Exercise aim = Your task is to print all of the data word for word.

==== The input ====

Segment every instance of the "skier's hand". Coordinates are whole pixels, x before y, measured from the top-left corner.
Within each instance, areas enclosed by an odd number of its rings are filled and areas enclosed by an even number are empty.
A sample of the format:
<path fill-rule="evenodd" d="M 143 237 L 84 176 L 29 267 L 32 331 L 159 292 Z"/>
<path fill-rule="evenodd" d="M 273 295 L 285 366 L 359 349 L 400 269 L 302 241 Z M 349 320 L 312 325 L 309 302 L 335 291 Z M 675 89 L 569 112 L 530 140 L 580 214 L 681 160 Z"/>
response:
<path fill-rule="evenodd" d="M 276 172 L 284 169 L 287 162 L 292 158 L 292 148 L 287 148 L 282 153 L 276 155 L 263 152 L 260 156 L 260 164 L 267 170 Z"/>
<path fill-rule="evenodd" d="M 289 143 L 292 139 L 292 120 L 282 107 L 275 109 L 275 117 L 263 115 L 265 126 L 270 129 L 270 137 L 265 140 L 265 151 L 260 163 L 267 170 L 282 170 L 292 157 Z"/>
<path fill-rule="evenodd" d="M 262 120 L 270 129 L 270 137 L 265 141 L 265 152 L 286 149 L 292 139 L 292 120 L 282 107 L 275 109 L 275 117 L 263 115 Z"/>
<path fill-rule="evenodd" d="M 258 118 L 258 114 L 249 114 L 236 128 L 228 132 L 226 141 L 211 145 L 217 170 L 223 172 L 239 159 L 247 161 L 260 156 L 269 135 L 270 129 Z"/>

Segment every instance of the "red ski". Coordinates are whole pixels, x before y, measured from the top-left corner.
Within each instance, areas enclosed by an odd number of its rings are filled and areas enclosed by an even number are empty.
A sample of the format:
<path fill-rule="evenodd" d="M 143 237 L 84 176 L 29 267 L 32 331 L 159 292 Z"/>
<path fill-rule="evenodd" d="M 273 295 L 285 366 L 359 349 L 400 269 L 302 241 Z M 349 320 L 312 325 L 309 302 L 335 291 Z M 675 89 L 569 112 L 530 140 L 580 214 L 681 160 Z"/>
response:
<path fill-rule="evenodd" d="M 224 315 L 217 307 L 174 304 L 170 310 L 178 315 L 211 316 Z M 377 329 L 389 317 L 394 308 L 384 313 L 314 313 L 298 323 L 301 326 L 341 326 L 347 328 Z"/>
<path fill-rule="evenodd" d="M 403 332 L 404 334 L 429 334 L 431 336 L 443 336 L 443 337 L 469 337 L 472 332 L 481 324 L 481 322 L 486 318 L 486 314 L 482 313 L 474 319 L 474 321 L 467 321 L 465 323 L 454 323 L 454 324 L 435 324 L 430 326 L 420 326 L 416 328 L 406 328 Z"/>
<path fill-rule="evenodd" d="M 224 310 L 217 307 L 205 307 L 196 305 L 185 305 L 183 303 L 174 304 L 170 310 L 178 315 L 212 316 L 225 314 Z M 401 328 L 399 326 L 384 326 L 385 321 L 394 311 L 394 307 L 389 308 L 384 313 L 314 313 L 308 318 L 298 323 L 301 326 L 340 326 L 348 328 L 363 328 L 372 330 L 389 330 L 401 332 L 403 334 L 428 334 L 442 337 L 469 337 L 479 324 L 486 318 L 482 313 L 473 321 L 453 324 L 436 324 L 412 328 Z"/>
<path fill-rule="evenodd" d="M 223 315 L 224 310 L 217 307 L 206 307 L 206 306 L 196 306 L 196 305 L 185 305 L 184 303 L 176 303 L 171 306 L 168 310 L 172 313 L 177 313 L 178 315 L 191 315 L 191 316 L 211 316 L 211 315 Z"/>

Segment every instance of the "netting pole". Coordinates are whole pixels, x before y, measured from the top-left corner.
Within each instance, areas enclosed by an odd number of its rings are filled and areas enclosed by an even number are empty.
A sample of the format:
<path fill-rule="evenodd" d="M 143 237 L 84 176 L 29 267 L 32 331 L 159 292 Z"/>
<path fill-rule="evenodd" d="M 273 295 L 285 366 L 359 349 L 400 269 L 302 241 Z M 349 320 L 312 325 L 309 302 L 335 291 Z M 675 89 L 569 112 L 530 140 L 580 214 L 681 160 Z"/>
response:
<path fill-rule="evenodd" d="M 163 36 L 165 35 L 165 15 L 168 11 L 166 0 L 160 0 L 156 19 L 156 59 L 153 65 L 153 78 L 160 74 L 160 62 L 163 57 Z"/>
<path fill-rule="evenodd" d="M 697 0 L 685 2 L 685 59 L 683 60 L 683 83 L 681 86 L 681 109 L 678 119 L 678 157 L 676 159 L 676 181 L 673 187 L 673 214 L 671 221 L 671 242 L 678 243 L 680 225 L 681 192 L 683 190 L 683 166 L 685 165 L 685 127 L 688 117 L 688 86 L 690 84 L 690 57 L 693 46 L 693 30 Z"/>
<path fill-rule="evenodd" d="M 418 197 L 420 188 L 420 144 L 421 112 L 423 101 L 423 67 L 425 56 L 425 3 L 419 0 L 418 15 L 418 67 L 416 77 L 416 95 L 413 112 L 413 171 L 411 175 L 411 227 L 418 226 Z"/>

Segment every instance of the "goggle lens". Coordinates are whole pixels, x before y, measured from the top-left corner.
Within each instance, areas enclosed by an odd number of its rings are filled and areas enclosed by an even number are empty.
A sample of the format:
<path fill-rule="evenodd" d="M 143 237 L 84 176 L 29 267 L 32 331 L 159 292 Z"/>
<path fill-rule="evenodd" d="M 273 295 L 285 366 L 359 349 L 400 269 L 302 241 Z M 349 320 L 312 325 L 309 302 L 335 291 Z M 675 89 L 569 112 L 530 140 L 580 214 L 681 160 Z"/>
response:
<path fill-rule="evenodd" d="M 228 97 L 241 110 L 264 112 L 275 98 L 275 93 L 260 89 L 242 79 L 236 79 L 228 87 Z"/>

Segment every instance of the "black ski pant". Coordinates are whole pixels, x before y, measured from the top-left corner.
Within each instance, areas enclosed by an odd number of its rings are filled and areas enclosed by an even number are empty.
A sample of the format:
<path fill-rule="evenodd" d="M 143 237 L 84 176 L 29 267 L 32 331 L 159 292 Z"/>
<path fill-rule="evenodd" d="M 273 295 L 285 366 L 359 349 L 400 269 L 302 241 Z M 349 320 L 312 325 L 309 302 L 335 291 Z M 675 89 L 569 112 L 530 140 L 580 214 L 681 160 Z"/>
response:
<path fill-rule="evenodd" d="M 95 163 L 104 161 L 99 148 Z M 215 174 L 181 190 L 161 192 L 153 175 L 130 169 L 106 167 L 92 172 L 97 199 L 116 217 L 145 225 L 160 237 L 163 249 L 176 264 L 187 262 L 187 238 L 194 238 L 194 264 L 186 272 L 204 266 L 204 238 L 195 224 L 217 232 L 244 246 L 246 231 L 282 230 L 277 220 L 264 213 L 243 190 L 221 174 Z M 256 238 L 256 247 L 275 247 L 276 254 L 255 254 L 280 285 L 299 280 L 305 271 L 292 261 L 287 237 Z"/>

====

Reply =
Segment every instance of the "skier's hand". Coordinates are whole pixels, x before y, measured from the top-left corner.
Within each instance, areas enclosed by an odd number of its rings are filled and areas enclosed by an even number are empty.
A sample of the format:
<path fill-rule="evenodd" d="M 143 237 L 84 176 L 29 267 L 32 331 L 159 292 Z"/>
<path fill-rule="evenodd" d="M 273 295 L 285 366 L 359 349 L 400 269 L 302 241 Z M 349 320 L 312 325 L 309 302 L 335 291 Z M 675 89 L 569 112 L 530 140 L 580 214 L 681 160 Z"/>
response:
<path fill-rule="evenodd" d="M 276 172 L 284 169 L 287 162 L 292 158 L 292 148 L 287 148 L 282 153 L 276 155 L 263 152 L 260 156 L 260 164 L 267 170 Z"/>
<path fill-rule="evenodd" d="M 289 143 L 292 139 L 292 120 L 282 107 L 275 109 L 275 117 L 263 115 L 265 126 L 270 129 L 270 137 L 265 140 L 265 151 L 260 163 L 267 170 L 282 170 L 292 157 Z"/>
<path fill-rule="evenodd" d="M 262 120 L 270 129 L 270 137 L 265 141 L 265 152 L 286 149 L 292 139 L 292 120 L 282 107 L 275 109 L 275 117 L 263 115 Z"/>
<path fill-rule="evenodd" d="M 258 118 L 258 114 L 249 114 L 236 128 L 228 132 L 226 141 L 211 145 L 217 170 L 223 172 L 239 159 L 247 161 L 260 156 L 269 135 L 270 129 Z"/>

Segment every instance of the "red ski". Coordinates are whole pixels, x before y, measured from the top-left corner.
Within each instance, areas enclosed by an odd number of its rings are filled and areas enclosed by an even number are empty.
A sample of the format:
<path fill-rule="evenodd" d="M 143 237 L 84 176 L 29 267 L 32 331 L 159 292 Z"/>
<path fill-rule="evenodd" d="M 273 295 L 285 366 L 359 349 L 400 269 L 302 241 Z M 349 320 L 312 325 L 309 302 L 335 291 Z M 675 89 L 569 112 L 530 140 L 580 214 L 681 160 Z"/>
response:
<path fill-rule="evenodd" d="M 224 315 L 217 307 L 174 304 L 170 310 L 178 315 L 211 316 Z M 377 329 L 389 317 L 394 308 L 384 313 L 314 313 L 298 323 L 301 326 L 341 326 L 347 328 Z"/>
<path fill-rule="evenodd" d="M 403 332 L 404 334 L 429 334 L 431 336 L 443 336 L 443 337 L 469 337 L 472 332 L 481 324 L 481 322 L 486 318 L 486 314 L 482 313 L 474 319 L 474 321 L 467 321 L 465 323 L 454 323 L 454 324 L 435 324 L 430 326 L 420 326 L 416 328 L 406 328 Z"/>
<path fill-rule="evenodd" d="M 224 310 L 217 307 L 205 307 L 196 305 L 185 305 L 183 303 L 174 304 L 170 310 L 178 315 L 212 316 L 225 314 Z M 401 328 L 399 326 L 384 326 L 385 321 L 394 311 L 394 307 L 389 308 L 384 313 L 314 313 L 308 318 L 298 323 L 301 326 L 340 326 L 348 328 L 363 328 L 372 330 L 389 330 L 401 332 L 403 334 L 428 334 L 442 337 L 469 337 L 479 324 L 486 318 L 482 313 L 473 321 L 453 324 L 436 324 L 412 328 Z"/>
<path fill-rule="evenodd" d="M 223 315 L 224 310 L 217 307 L 206 307 L 206 306 L 196 306 L 196 305 L 185 305 L 184 303 L 176 303 L 171 306 L 168 310 L 172 313 L 177 313 L 178 315 L 191 315 L 191 316 L 211 316 L 211 315 Z"/>

Segment every instance of the "netting pole". Coordinates are whole pixels, x before y, measured from the top-left corner.
Within each instance, areas enclosed by an odd number of its rings are filled and areas enclosed by an even number are empty.
A sample of the format:
<path fill-rule="evenodd" d="M 143 237 L 84 176 L 29 267 L 32 331 L 159 292 Z"/>
<path fill-rule="evenodd" d="M 273 295 L 285 366 L 359 349 L 400 269 L 302 241 Z M 349 320 L 312 325 L 309 302 L 335 291 Z M 675 89 L 569 112 L 530 140 L 580 214 L 681 160 Z"/>
response:
<path fill-rule="evenodd" d="M 163 36 L 165 35 L 165 15 L 168 11 L 166 0 L 160 0 L 156 19 L 156 59 L 153 65 L 153 78 L 160 74 L 160 62 L 163 57 Z"/>
<path fill-rule="evenodd" d="M 697 0 L 685 2 L 685 59 L 683 60 L 683 83 L 681 86 L 681 109 L 678 119 L 678 157 L 676 159 L 676 181 L 673 187 L 673 214 L 671 221 L 671 242 L 678 243 L 680 225 L 681 192 L 683 190 L 683 166 L 685 165 L 685 127 L 688 117 L 688 86 L 690 84 L 690 57 L 693 46 L 693 30 Z"/>
<path fill-rule="evenodd" d="M 418 197 L 420 188 L 420 144 L 421 112 L 423 101 L 423 67 L 425 56 L 425 3 L 419 0 L 418 15 L 418 67 L 416 77 L 416 95 L 413 112 L 413 171 L 411 175 L 411 227 L 418 226 Z"/>

Segment every instance of the "goggle lens". Coordinates are whole pixels, x before y, measured from the top-left corner.
Within each instance, areas enclosed by an odd number of its rings are filled and areas enclosed by an even number are empty.
A sample of the format:
<path fill-rule="evenodd" d="M 143 237 L 84 176 L 29 267 L 32 331 L 159 292 Z"/>
<path fill-rule="evenodd" d="M 273 295 L 285 366 L 359 349 L 400 269 L 302 241 Z M 349 320 L 312 325 L 309 302 L 335 291 Z M 675 89 L 569 112 L 530 140 L 580 214 L 681 160 Z"/>
response:
<path fill-rule="evenodd" d="M 228 97 L 241 110 L 264 112 L 275 98 L 275 93 L 260 89 L 242 79 L 236 79 L 228 87 Z"/>

Segment every instance of the "black ski pant". Coordinates are whole pixels, x before y, measured from the top-left corner.
Within each instance, areas enclosed by an odd number of its rings are filled and areas enclosed by an even number are empty.
A sample of the format:
<path fill-rule="evenodd" d="M 143 237 L 84 176 L 29 267 L 32 331 L 159 292 Z"/>
<path fill-rule="evenodd" d="M 273 295 L 285 366 L 359 349 L 400 269 L 302 241 Z M 349 320 L 312 325 L 309 302 L 335 291 Z M 675 89 L 569 112 L 530 140 L 580 214 L 681 160 Z"/>
response:
<path fill-rule="evenodd" d="M 95 163 L 104 161 L 99 148 Z M 215 174 L 181 190 L 161 192 L 153 175 L 130 169 L 106 167 L 92 172 L 97 199 L 116 217 L 145 225 L 160 237 L 163 249 L 176 264 L 187 262 L 187 238 L 194 238 L 194 264 L 186 272 L 204 266 L 204 238 L 195 224 L 217 232 L 244 246 L 246 231 L 282 230 L 277 220 L 264 213 L 243 190 L 221 174 Z M 256 238 L 256 247 L 275 247 L 276 254 L 255 254 L 280 285 L 299 280 L 305 271 L 292 261 L 287 237 Z"/>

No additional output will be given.